With pictures left out, please repeat word for word the lines from the one containing "Target: fender" through the end of the records.
(Working data Opens)
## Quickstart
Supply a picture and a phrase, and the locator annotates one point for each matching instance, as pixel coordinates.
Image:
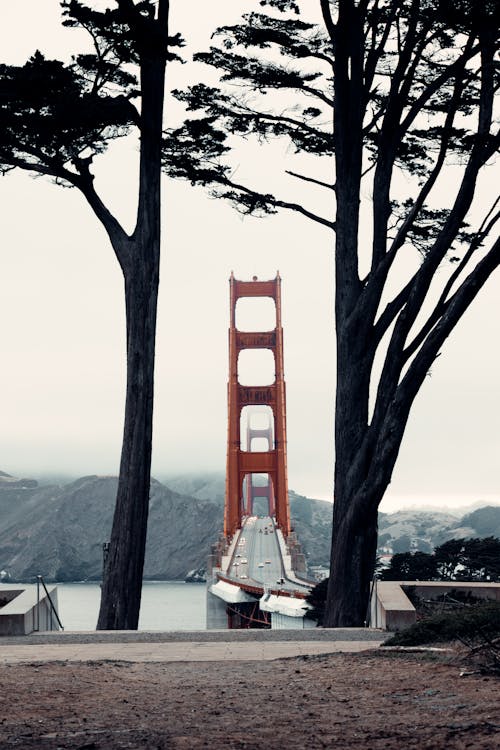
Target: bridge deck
(257, 560)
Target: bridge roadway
(257, 559)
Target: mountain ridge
(58, 530)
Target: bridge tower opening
(243, 462)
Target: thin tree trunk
(122, 580)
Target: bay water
(165, 605)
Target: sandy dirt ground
(368, 700)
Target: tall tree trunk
(354, 547)
(122, 579)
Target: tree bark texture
(139, 258)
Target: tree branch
(330, 186)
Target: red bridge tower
(244, 463)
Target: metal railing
(52, 607)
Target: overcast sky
(62, 322)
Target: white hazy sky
(62, 321)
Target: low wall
(390, 608)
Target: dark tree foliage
(455, 560)
(316, 600)
(380, 101)
(469, 559)
(410, 566)
(55, 118)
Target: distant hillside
(58, 530)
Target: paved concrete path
(74, 647)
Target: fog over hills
(58, 530)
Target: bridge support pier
(216, 612)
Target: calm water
(165, 605)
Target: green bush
(474, 623)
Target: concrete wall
(390, 608)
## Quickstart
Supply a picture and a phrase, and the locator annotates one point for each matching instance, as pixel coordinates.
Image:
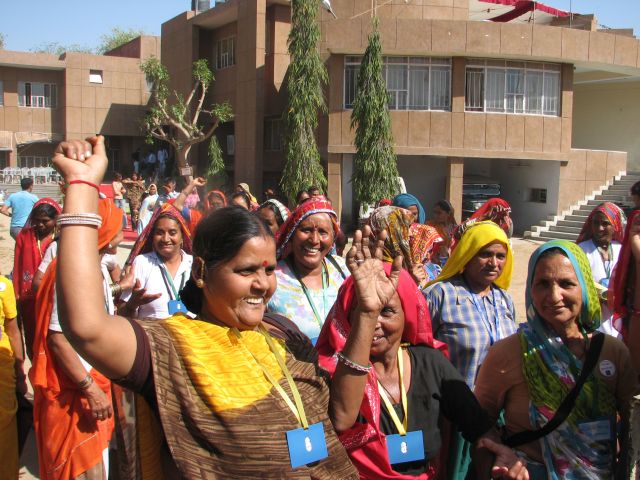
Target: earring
(200, 281)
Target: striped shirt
(469, 324)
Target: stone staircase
(568, 225)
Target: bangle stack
(347, 362)
(88, 219)
(86, 382)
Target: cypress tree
(306, 77)
(375, 169)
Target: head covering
(621, 286)
(473, 240)
(207, 204)
(284, 211)
(550, 370)
(405, 200)
(365, 442)
(309, 207)
(144, 242)
(396, 221)
(613, 213)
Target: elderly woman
(601, 239)
(551, 359)
(308, 275)
(161, 259)
(390, 384)
(234, 400)
(471, 309)
(274, 213)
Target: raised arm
(107, 342)
(373, 292)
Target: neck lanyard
(325, 281)
(481, 306)
(401, 426)
(298, 407)
(168, 282)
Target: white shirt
(146, 269)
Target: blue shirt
(469, 324)
(21, 204)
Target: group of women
(254, 350)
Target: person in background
(274, 213)
(471, 310)
(12, 380)
(308, 275)
(20, 204)
(411, 203)
(31, 245)
(528, 375)
(601, 240)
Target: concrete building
(45, 98)
(540, 101)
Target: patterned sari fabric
(551, 370)
(365, 442)
(613, 213)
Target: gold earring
(200, 281)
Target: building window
(225, 52)
(273, 134)
(37, 95)
(95, 76)
(513, 87)
(413, 83)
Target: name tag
(306, 446)
(176, 306)
(407, 448)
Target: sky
(33, 23)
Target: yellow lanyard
(401, 426)
(298, 407)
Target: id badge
(306, 446)
(176, 306)
(407, 448)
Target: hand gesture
(373, 288)
(507, 464)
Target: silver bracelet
(347, 362)
(89, 219)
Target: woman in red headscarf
(390, 382)
(72, 401)
(31, 243)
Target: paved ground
(522, 250)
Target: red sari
(27, 257)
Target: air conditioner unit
(231, 144)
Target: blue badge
(306, 446)
(407, 448)
(176, 306)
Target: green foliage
(375, 169)
(306, 77)
(116, 38)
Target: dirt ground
(29, 462)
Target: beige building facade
(533, 106)
(45, 98)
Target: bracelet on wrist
(350, 364)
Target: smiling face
(602, 230)
(167, 238)
(312, 241)
(486, 266)
(556, 292)
(236, 293)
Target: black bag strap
(566, 406)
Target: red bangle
(85, 182)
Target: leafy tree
(116, 38)
(375, 169)
(306, 77)
(175, 119)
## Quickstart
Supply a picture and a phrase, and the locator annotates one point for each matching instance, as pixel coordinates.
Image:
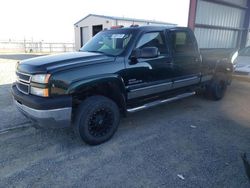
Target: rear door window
(153, 39)
(182, 42)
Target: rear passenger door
(150, 75)
(186, 58)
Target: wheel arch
(111, 86)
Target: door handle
(196, 59)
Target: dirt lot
(199, 139)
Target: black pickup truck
(119, 71)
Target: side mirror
(147, 52)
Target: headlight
(43, 92)
(40, 78)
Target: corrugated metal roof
(125, 19)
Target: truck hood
(59, 62)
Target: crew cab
(119, 71)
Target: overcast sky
(52, 20)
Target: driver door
(150, 76)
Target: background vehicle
(118, 71)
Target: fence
(35, 47)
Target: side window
(182, 43)
(153, 39)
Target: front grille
(23, 82)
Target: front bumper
(55, 112)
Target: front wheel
(97, 119)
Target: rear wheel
(97, 119)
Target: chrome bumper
(60, 117)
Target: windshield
(245, 52)
(109, 43)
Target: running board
(158, 102)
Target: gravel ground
(199, 139)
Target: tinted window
(245, 52)
(182, 43)
(110, 43)
(153, 39)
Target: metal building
(220, 23)
(90, 25)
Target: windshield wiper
(96, 51)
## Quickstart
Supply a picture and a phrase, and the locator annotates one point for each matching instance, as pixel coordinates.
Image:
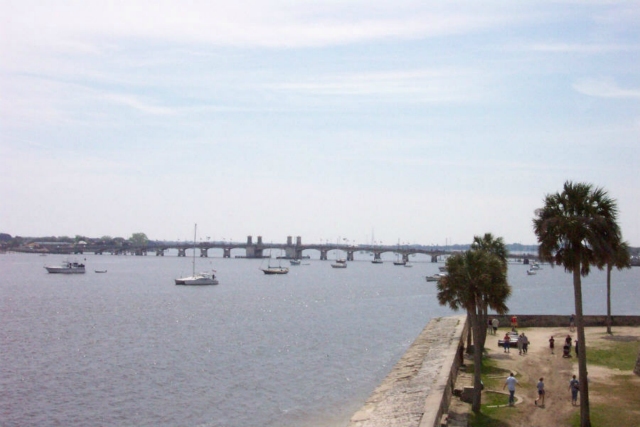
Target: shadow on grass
(486, 419)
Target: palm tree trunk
(477, 363)
(609, 267)
(585, 419)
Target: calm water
(129, 348)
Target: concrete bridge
(259, 249)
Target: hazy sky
(420, 122)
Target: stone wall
(546, 321)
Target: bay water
(130, 348)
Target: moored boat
(199, 279)
(435, 277)
(340, 263)
(275, 270)
(67, 267)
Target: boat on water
(199, 279)
(275, 270)
(435, 277)
(340, 263)
(67, 267)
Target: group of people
(523, 343)
(510, 383)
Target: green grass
(617, 355)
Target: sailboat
(274, 269)
(200, 278)
(340, 263)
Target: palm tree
(576, 229)
(497, 247)
(620, 259)
(491, 244)
(475, 279)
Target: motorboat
(275, 270)
(340, 263)
(435, 277)
(200, 279)
(67, 267)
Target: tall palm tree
(475, 279)
(492, 245)
(618, 258)
(577, 229)
(497, 247)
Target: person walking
(506, 341)
(540, 387)
(511, 384)
(572, 323)
(520, 343)
(574, 386)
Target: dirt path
(556, 371)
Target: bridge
(260, 249)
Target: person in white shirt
(510, 383)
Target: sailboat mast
(193, 262)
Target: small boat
(340, 263)
(275, 270)
(271, 269)
(435, 277)
(67, 267)
(199, 279)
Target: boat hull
(199, 280)
(276, 270)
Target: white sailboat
(274, 269)
(200, 278)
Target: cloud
(586, 48)
(604, 88)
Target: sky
(388, 121)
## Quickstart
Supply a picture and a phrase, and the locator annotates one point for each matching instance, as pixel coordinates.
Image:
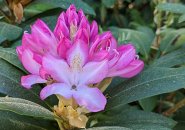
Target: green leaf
(10, 84)
(139, 39)
(181, 18)
(108, 128)
(10, 55)
(134, 119)
(25, 107)
(109, 3)
(148, 104)
(40, 6)
(151, 82)
(2, 39)
(179, 117)
(168, 41)
(35, 8)
(10, 120)
(171, 59)
(10, 32)
(171, 7)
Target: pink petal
(19, 51)
(29, 80)
(94, 31)
(61, 29)
(63, 46)
(94, 72)
(128, 54)
(72, 15)
(90, 98)
(80, 14)
(56, 88)
(57, 68)
(99, 56)
(100, 42)
(77, 55)
(29, 63)
(29, 42)
(129, 71)
(83, 35)
(43, 36)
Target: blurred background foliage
(155, 27)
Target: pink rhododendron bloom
(73, 57)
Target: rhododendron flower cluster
(73, 57)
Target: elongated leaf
(109, 128)
(167, 41)
(134, 119)
(139, 39)
(148, 104)
(10, 56)
(10, 120)
(182, 18)
(10, 84)
(9, 31)
(8, 124)
(172, 7)
(171, 59)
(151, 82)
(25, 107)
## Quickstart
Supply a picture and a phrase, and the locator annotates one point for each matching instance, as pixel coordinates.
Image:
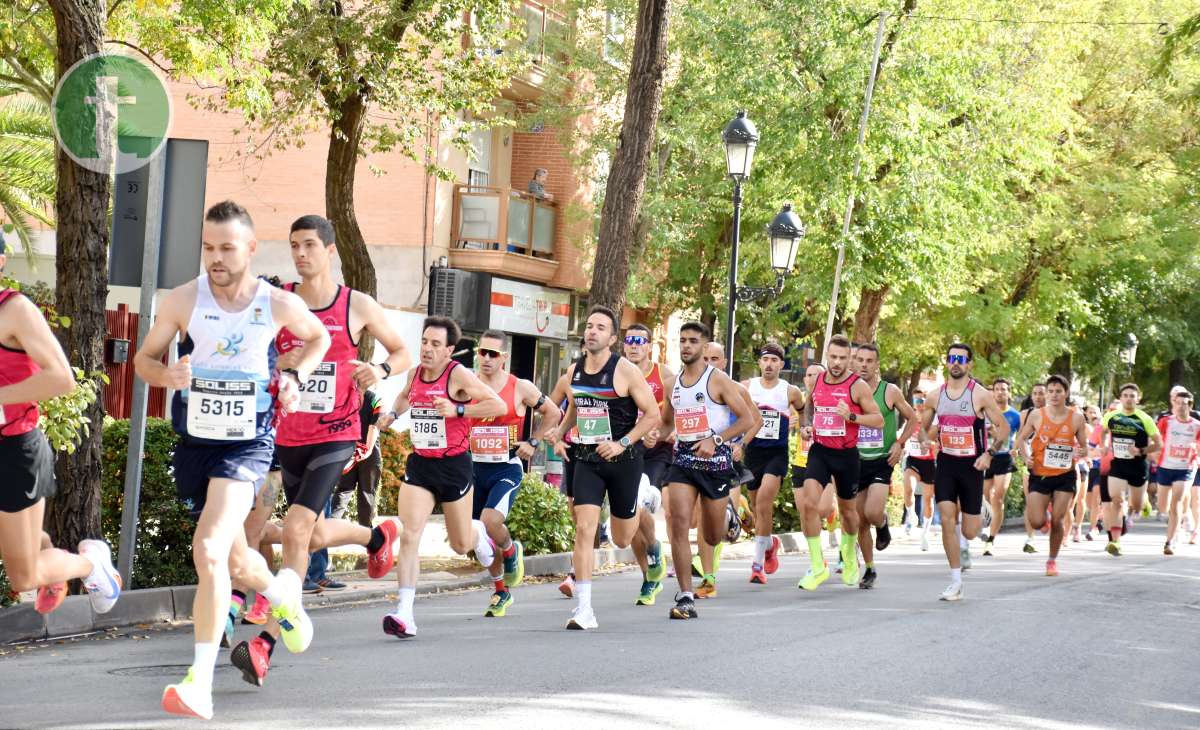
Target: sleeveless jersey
(876, 443)
(495, 440)
(233, 359)
(435, 435)
(330, 399)
(1054, 446)
(697, 417)
(774, 407)
(1181, 438)
(15, 368)
(959, 428)
(828, 428)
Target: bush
(540, 518)
(165, 528)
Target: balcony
(503, 231)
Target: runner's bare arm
(28, 327)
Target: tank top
(1054, 446)
(876, 443)
(960, 430)
(600, 414)
(775, 408)
(233, 361)
(330, 399)
(495, 440)
(16, 366)
(432, 434)
(697, 417)
(832, 430)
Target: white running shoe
(582, 620)
(952, 592)
(105, 582)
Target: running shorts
(496, 486)
(28, 471)
(311, 472)
(448, 477)
(958, 480)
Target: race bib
(594, 424)
(221, 410)
(429, 429)
(691, 424)
(870, 438)
(318, 393)
(1057, 456)
(827, 422)
(957, 441)
(490, 444)
(771, 420)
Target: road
(1109, 644)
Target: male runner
(33, 368)
(315, 443)
(1133, 436)
(226, 322)
(658, 458)
(840, 404)
(1053, 437)
(963, 456)
(766, 454)
(1000, 474)
(607, 393)
(1177, 462)
(879, 453)
(706, 411)
(443, 398)
(497, 452)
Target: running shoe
(514, 566)
(952, 592)
(684, 608)
(103, 584)
(582, 620)
(253, 658)
(868, 581)
(499, 604)
(813, 580)
(258, 612)
(189, 698)
(49, 597)
(401, 627)
(381, 561)
(772, 562)
(651, 590)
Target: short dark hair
(961, 346)
(495, 334)
(315, 222)
(697, 327)
(1057, 378)
(599, 309)
(453, 330)
(226, 211)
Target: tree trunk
(627, 178)
(81, 287)
(345, 137)
(867, 318)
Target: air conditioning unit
(466, 297)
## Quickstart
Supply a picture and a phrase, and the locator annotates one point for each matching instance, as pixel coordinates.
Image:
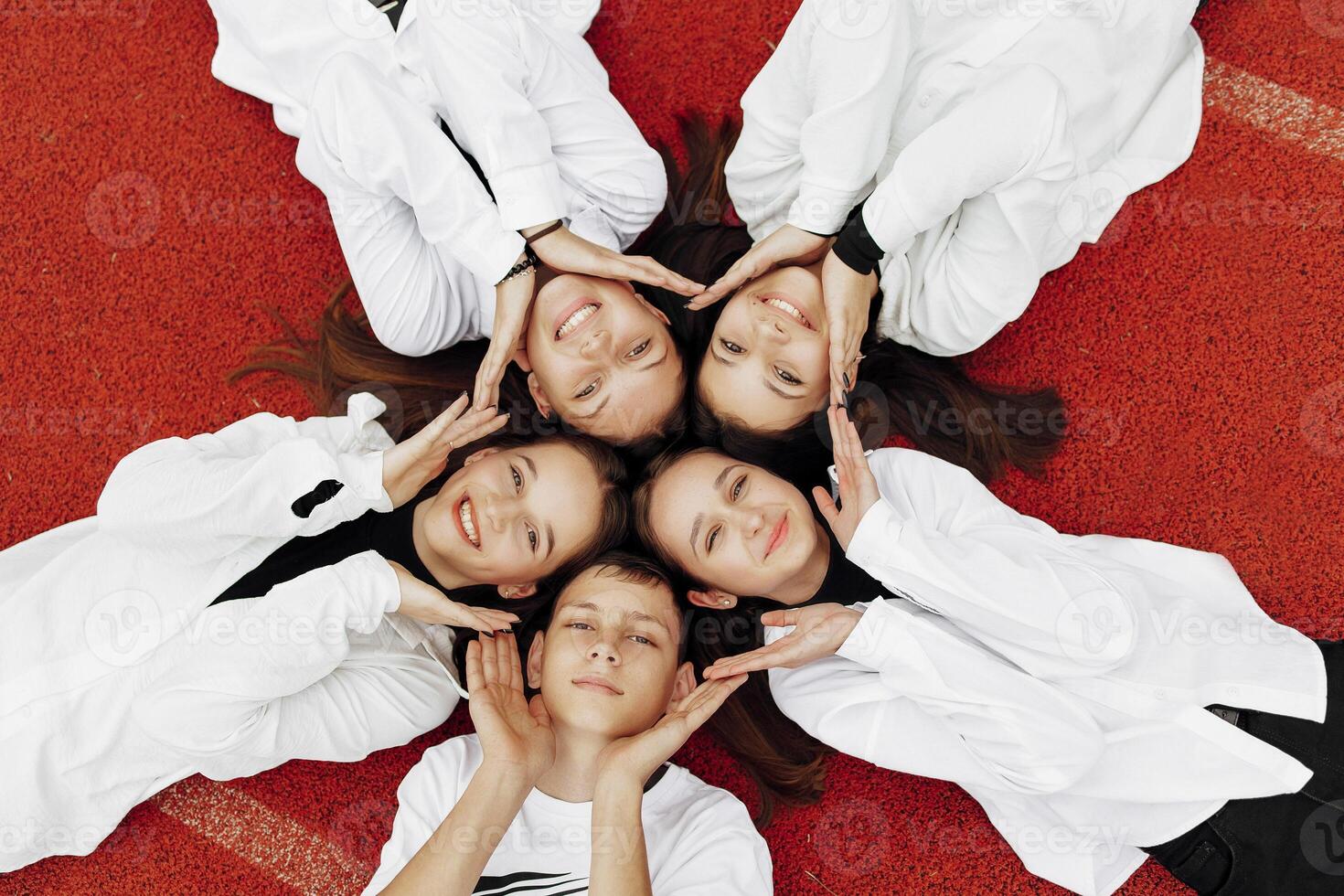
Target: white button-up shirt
(1061, 680)
(522, 93)
(994, 139)
(117, 677)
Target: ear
(534, 663)
(682, 686)
(712, 600)
(477, 455)
(654, 311)
(534, 387)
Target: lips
(788, 309)
(574, 316)
(777, 535)
(598, 684)
(466, 526)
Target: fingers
(472, 426)
(485, 392)
(475, 675)
(783, 618)
(646, 271)
(741, 272)
(503, 667)
(768, 657)
(489, 673)
(515, 667)
(705, 704)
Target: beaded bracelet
(525, 268)
(545, 231)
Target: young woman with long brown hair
(1112, 698)
(276, 590)
(928, 400)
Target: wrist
(508, 776)
(618, 784)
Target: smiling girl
(463, 155)
(276, 590)
(1080, 688)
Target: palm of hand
(509, 731)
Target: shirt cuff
(485, 249)
(363, 475)
(820, 209)
(871, 544)
(529, 195)
(884, 643)
(371, 581)
(855, 245)
(886, 219)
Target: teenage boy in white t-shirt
(571, 793)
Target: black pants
(1290, 844)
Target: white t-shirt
(699, 838)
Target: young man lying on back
(571, 793)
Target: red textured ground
(148, 211)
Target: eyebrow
(768, 383)
(699, 517)
(634, 614)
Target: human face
(515, 515)
(608, 663)
(732, 526)
(603, 357)
(768, 361)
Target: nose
(752, 521)
(597, 344)
(771, 328)
(603, 652)
(499, 511)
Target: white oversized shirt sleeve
(263, 475)
(981, 185)
(720, 853)
(265, 680)
(474, 54)
(844, 63)
(1009, 581)
(423, 799)
(906, 695)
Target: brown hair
(345, 357)
(901, 391)
(786, 763)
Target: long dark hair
(930, 402)
(786, 763)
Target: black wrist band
(855, 245)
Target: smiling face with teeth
(509, 516)
(768, 359)
(601, 357)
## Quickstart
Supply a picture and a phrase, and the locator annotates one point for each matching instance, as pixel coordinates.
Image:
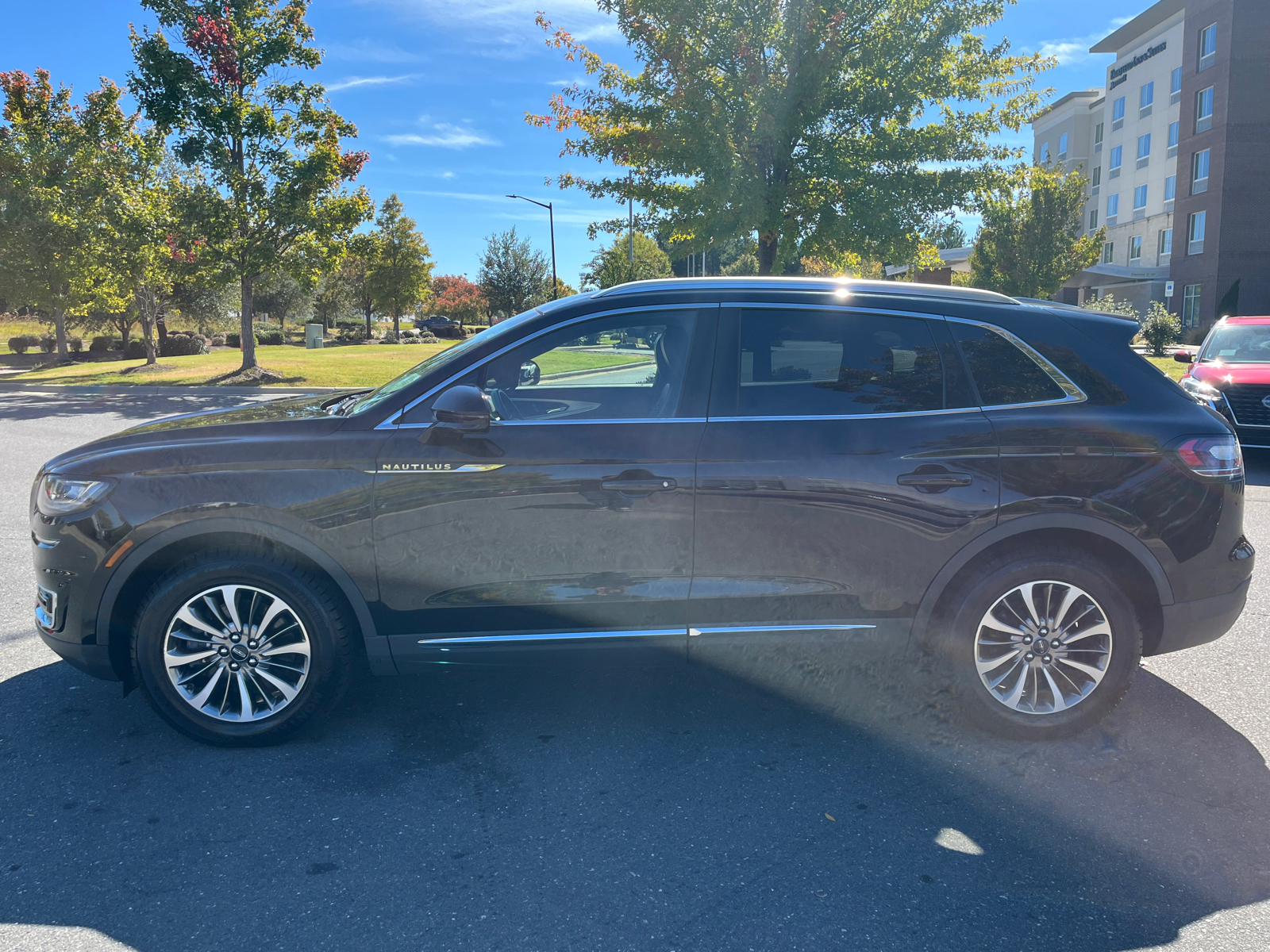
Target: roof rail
(899, 289)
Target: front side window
(836, 363)
(1204, 109)
(1191, 306)
(1003, 372)
(622, 367)
(1206, 48)
(1199, 171)
(1195, 232)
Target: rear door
(844, 463)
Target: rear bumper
(1191, 624)
(90, 659)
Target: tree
(400, 278)
(54, 171)
(613, 266)
(514, 277)
(457, 298)
(1160, 328)
(270, 143)
(823, 127)
(1030, 241)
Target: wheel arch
(149, 560)
(1137, 568)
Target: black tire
(1045, 719)
(308, 598)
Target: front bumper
(90, 659)
(1191, 624)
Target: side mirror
(463, 409)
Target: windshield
(440, 359)
(1249, 343)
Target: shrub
(22, 343)
(183, 346)
(1160, 328)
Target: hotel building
(1175, 149)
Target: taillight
(1216, 457)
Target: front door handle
(654, 484)
(933, 479)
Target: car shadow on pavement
(787, 803)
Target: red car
(1232, 374)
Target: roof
(829, 285)
(1146, 21)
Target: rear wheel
(1045, 645)
(239, 649)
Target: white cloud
(352, 82)
(444, 136)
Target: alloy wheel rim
(237, 653)
(1043, 647)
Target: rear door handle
(649, 486)
(933, 479)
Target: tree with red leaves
(821, 127)
(217, 76)
(454, 296)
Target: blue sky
(440, 88)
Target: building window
(1206, 48)
(1191, 306)
(1195, 234)
(1199, 173)
(1143, 150)
(1204, 109)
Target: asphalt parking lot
(791, 803)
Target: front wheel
(1043, 647)
(241, 651)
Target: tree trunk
(248, 336)
(60, 328)
(766, 253)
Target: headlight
(59, 495)
(1202, 391)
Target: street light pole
(552, 220)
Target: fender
(1029, 524)
(376, 647)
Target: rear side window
(836, 363)
(1003, 372)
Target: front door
(845, 461)
(571, 522)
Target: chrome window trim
(1075, 395)
(389, 425)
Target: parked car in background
(1231, 374)
(440, 325)
(870, 465)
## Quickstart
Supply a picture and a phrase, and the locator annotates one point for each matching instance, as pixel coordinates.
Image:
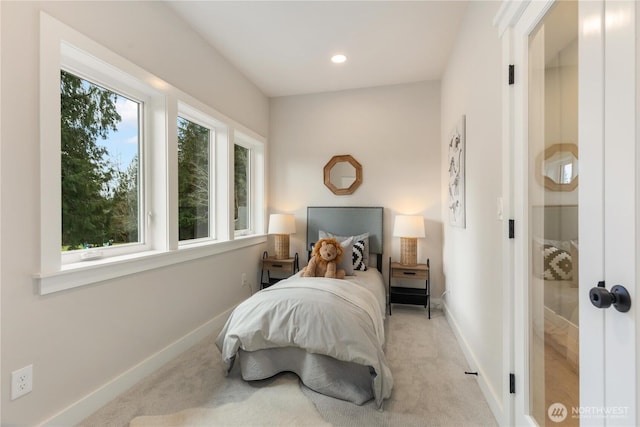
(Working data Closes)
● **Exercise answer**
Target: fender
(1029, 524)
(376, 647)
Target: rear side window
(836, 363)
(1003, 372)
Target: front door
(845, 461)
(571, 522)
Target: chrome window trim
(1075, 395)
(389, 425)
Target: parked car in background
(1231, 374)
(440, 325)
(870, 465)
## Quickstart
Supply a picture and a phrase, and the locator annotates one point for each matching instance, as pixel coordinates.
Image:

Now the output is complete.